§ **Task objective**
The expected output is every entry, repeated word for word.

§ **Exercise materials**
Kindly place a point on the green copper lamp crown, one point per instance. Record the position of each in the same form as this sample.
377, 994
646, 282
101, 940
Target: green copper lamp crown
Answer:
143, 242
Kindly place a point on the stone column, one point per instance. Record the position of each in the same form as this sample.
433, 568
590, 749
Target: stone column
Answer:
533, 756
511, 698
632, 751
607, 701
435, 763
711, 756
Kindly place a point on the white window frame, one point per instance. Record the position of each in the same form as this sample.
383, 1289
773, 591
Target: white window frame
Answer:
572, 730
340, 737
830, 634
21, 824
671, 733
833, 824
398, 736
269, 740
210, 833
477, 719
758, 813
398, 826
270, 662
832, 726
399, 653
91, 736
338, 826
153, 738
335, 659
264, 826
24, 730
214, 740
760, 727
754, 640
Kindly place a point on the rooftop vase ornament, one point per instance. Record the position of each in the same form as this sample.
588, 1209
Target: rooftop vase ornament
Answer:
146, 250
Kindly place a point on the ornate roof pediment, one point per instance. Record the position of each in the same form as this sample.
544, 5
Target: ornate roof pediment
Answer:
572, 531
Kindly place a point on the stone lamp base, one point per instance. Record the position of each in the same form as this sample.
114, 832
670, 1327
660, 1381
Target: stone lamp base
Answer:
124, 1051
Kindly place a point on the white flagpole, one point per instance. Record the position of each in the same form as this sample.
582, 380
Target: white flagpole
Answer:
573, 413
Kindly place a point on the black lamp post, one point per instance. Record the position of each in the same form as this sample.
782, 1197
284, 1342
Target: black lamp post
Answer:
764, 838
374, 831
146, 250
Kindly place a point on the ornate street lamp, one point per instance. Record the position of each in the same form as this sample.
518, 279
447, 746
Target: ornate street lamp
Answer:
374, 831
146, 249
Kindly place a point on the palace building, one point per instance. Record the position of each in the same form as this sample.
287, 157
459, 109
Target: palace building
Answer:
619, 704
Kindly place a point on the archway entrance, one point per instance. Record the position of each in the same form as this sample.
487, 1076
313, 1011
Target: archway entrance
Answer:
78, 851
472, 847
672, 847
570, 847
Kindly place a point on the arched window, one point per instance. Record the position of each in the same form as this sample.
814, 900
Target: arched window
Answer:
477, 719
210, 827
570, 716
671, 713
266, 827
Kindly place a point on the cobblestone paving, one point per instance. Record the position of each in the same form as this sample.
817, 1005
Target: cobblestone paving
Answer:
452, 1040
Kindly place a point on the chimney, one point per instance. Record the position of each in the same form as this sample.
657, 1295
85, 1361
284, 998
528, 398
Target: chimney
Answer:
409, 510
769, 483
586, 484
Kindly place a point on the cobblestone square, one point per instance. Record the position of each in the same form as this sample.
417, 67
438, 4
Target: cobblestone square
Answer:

§ **Completed exercise**
Kindly place a point on the green copper lamp crown, one point per instance. Record the position of each in the same form as this sample.
377, 994
646, 282
101, 940
Target: green copper lamp crown
Answer:
143, 242
Kindly place a point on the stone column, one point per instance. Record the position of each in the same form as this sample.
433, 568
590, 749
Target: stone column
Answer:
533, 756
511, 698
632, 751
607, 701
435, 763
711, 756
Kindly place a point on the white window frame, one point per instance. Record the position of each in the same form as this sample.
383, 1289
773, 591
Target: white window frame
Answer:
572, 730
340, 737
830, 634
21, 824
671, 733
833, 824
398, 736
269, 740
210, 833
477, 719
758, 813
398, 826
270, 662
832, 726
399, 653
91, 736
338, 826
153, 738
335, 659
264, 826
24, 730
214, 740
760, 727
754, 640
Kindly place a point on the rooftop vase ornament, one point per instance. Record the position of each in the same form as this sample.
588, 1209
Target: rooftop vase ornament
Answer:
146, 250
Kindly place a point on the ornate roof pediment, one point per instance. Record the position of each in the same form as this sample.
544, 5
Target: ornate roof pediment
Answer:
572, 531
Kindly place a point on the stone lamp base, one point per instance. Record the position of each in the same form as this sample.
114, 832
670, 1327
660, 1381
Target: stone lamp base
Answer:
124, 1051
Kindly place a point on the white flagpole, one point per instance. Record the position of each in the same form as this sample.
582, 380
Target: white flagpole
Answer:
573, 413
Kindly place a point on the black lamp post, one point per instance. Record the position of each in the same form as this sample.
782, 1197
284, 1342
Target: black lamp post
Answer:
764, 838
374, 831
146, 250
Kindly place a point on the ornate street lamp, one point per instance. Record the position of each in the same form as this sample.
518, 279
447, 746
Target: ornate street lamp
Answer:
374, 831
146, 249
Kindly place a point on the palace building, one point per instance. Record the position of each in the same form as this sample.
287, 157
459, 109
Target: palace building
Answer:
619, 704
Kindly place a point on the archway entrance, one point per instance. Record the position of each in the same form as this sample.
487, 1076
313, 1011
Target: archway entrance
Answer:
78, 851
472, 847
672, 847
570, 847
Kindly place a point on the arched window, one point per instance. Record the position of each in the same form as this sample.
814, 900
Target: arched window
Answer:
477, 719
210, 827
570, 716
671, 713
266, 827
Kindly place a point on the cobblestone paving, one point per instance. Record the position of each in the same form as this sample.
817, 1005
Target: cobblestone paving
Answer:
452, 1040
Kindly place a point on the chimney, one point per instance. Record the position of each in the same form as this sample.
657, 1295
85, 1361
284, 998
528, 398
Target: chimney
Answer:
409, 510
769, 483
586, 484
Kindly place a point on the cobblestone square, one point per instance. Record the position of each in the same form as this sample.
417, 67
438, 4
Target: cobblestone square
Answer:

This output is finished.